--- Vorliegender Auszug ---
════════════════════
# Ein schönes Keying Plugin für Premiere ähnlich dem von AfterEffects



## Marius Heil (30. Januar 2006)

Hi,

ich hätte für Premiere gerne ein klitzekleines schönes, gutes Plugin, das so ähnlich ist wie das in After Effects.
Da ich nicht den besten Grenscreen habe, gibts immer ein paar Probleme mit dem entfernen und es entstehen grüne Ränder.
Mit After Effects hab ich das fast komplett wegbekommen, aber den Chroma Keyer in Premiere find ich nicht gut.
Es wird ein kleiner Film für die Schule, naja,... klein, es wird mit 3D Effekten usw gearbeitet 
Ich hätte da wenn möglich schon gerne ein recht professionelles Ergebniss, da teilweise 5 Layer übereinanderliegen, da wir nur 2 Schauspieler für mehre Figuren sind.
Es wäre auch unschön, wenn von den Characteren als kleine Teile fehlen, das sollte aber denk ich gehen.

Ich hoffe, es hat jemand ne Idee.


Danke schonmal,

Marius
----
Ach ja, komplett vergessen, ich will das Plugin für Premiere, da ich es reichlich umständlich finde immer das ganze Zeugs von Premiere anch After Effects rüberzuschieben, weiß nicht, wei sich Adobe das gedacht hat, ehrlich gesagt hätts mir besser gefallen das alles in einem Programm zu haben anstatt, dass sie in Premiere nen minderwertigen Keyer reinmachen,....


Marius


----------



## chmee (30. Januar 2006)

Musst mal nachschauen ob Ultimatte oder Primatte auch für Premiere erhältlich sind.
--> TEUER !! <-- unsinnige Ausgabe für so'n kleines Projekt

mfg chmee


----------



## Marius Heil (31. Januar 2006)

mhhh, wie ist das denn gedacht mit After Effects und Premiere?
Da muss es doch ne bessere Lösung geben als alles hin und herzuschieben,...
Ich schau mal, was ich da mache, weil es ist zwar nur ein kleineres Projekt, allerdings mag ich schon eine schöne Qualität erreichen, sieht einfach schöner aus.


Marius


----------



## axn (31. Januar 2006)

Ist dir vielleicht klar, ich sags nochmal für die fleißigen die-Suchfunktion-Nutzenden, -  Premiere-Projekte lassen sich direkt in AFX importieren, Umwege über Exports oder QT-Reference sind nicht nötig.


----------



## moviemaster (10. Februar 2006)

Umgekehrt geht das übrigend auch. AFX-Kompositionen in Premiere importieren, bzw. einfach Copy & Paste.


----------



## chmee (10. Februar 2006)
════════════════════
--- Gezeigte Daten ---
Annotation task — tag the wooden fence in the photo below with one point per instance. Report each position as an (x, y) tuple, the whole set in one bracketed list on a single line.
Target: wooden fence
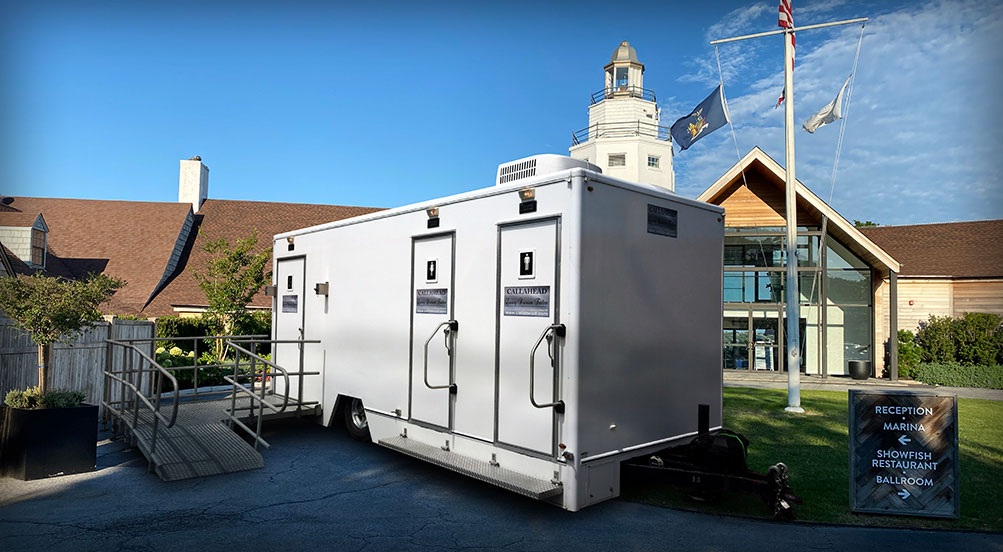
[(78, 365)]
════════════════════
--- Aufgabenstellung ---
A - Was lässt sich laut axn im Forenthread zum Keying-Plugin direkt in AFX importieren?
B - Gib aus dem Forenthread zum Keying-Plugin den Abschnitt wörtlich aus, der mit den Worten „Da ich nicht“ beginnt und mit „jemand ne Idee.“ endet.

--- Lösungen ---
A - Premiere-Projekte

B -
Da ich nicht den besten Grenscreen habe, gibts immer ein paar Probleme mit dem entfernen und es entstehen grüne Ränder.
Mit After Effects hab ich das fast komplett wegbekommen, aber den Chroma Keyer in Premiere find ich nicht gut.
Es wird ein kleiner Film für die Schule, naja,... klein, es wird mit 3D Effekten usw gearbeitet 
Ich hätte da wenn möglich schon gerne ein recht professionelles Ergebniss, da teilweise 5 Layer übereinanderliegen, da wir nur 2 Schauspieler für mehre Figuren sind.
Es wäre auch unschön, wenn von den Characteren als kleine Teile fehlen, das sollte aber denk ich gehen.

Ich hoffe, es hat jemand ne Idee.